Instruction 1:
Collect every line of the records that contains the word "gravel". Case counts.

Passage:
+-------+
# Puppy Plans Changed



## CelticGlory (Jan 19, 2006)

I hate it, but my plans have changed. Apparently, from what my program advisor at my university told me, I won't be able to student teach for two years (hopefully, she meant 2013). So now I won't be getting a puppy. I have four prep courses to take once I get back from my leave of absence from school (I'm on leave until the end of May), I still have to retake my exams I only passed two sections of the first exam and didn't pass the other two but, I was very close. I will be studying meanwhile on my down time, I still have work so, won't be doing nothing.

I think I have found a breeder, but couldn't find any other information. The kennel is kennel gold-berg. Does anyone have any information on them? German Shepherd Breeders - Kennel Gold-Berg - Quality German Shepherd Breeder. My focus is pet/companion and as stated before I do want to show. I'm not sure how much showing I will do, it depends on my finances once teaching, but I at least want to get out and do a couple of shows in the puppy classes until the dog matures, medium drives are what I want as well. Stable temperament is very important to me as well. I'm also looking into other lines as well. I'm in the research stage of the other lines.
+-------+
Available records:
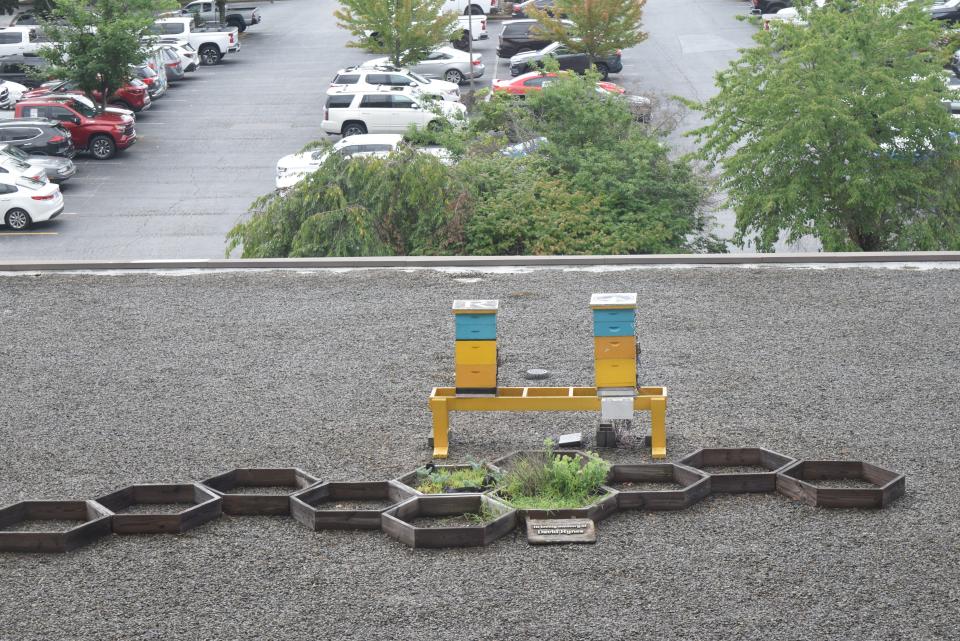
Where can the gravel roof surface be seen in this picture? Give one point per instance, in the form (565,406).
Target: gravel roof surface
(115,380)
+-------+
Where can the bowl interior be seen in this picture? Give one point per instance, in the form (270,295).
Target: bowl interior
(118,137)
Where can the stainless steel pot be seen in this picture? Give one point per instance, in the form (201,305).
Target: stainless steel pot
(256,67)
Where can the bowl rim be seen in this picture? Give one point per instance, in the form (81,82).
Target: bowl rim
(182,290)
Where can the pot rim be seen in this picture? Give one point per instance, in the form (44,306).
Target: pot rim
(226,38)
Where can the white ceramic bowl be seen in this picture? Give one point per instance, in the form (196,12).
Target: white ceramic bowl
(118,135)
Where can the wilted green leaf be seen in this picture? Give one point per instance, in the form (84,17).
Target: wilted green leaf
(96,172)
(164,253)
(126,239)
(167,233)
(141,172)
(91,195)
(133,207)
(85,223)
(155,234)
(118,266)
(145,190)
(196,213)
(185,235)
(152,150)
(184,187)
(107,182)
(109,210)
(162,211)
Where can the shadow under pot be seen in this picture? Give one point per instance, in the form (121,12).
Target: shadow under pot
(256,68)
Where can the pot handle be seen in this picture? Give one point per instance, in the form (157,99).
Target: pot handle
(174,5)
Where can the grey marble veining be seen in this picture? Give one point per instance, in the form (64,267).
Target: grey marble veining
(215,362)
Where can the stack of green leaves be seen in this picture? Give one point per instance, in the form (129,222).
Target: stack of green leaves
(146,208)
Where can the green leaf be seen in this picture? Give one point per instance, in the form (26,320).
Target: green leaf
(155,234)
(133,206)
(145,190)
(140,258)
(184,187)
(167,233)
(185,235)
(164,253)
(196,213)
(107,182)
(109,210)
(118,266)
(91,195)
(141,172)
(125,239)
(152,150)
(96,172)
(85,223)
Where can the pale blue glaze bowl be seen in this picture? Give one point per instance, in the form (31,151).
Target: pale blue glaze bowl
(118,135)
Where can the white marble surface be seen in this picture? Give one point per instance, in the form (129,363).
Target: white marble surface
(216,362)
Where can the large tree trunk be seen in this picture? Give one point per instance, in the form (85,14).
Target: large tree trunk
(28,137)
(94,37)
+-------+
Instruction 2:
Carry on the forum thread about changed puppy plans past its last sentence.

Written reply 1:
Where can the gravel roof surface be seen in this picture? Give one point per instance, in the form (565,406).
Target: gravel roof surface

Written reply 2:
Thanks for any information.


----------



## IllinoisGSD (Sep 21, 2011)

Why not wait until you're out of school and more financially stable?


----------



## CelticGlory (Jan 19, 2006)

That's what I plan on doing. But I still want to do research. So that I know about a breeder I'm interested in which I'm trying to do. I'm on my phone so, it is hard to type. Do you know anything about this kennel? I would still get the puppy during winter break after I start my job. I just like to have knowledge first snice getting a dog is a big decision.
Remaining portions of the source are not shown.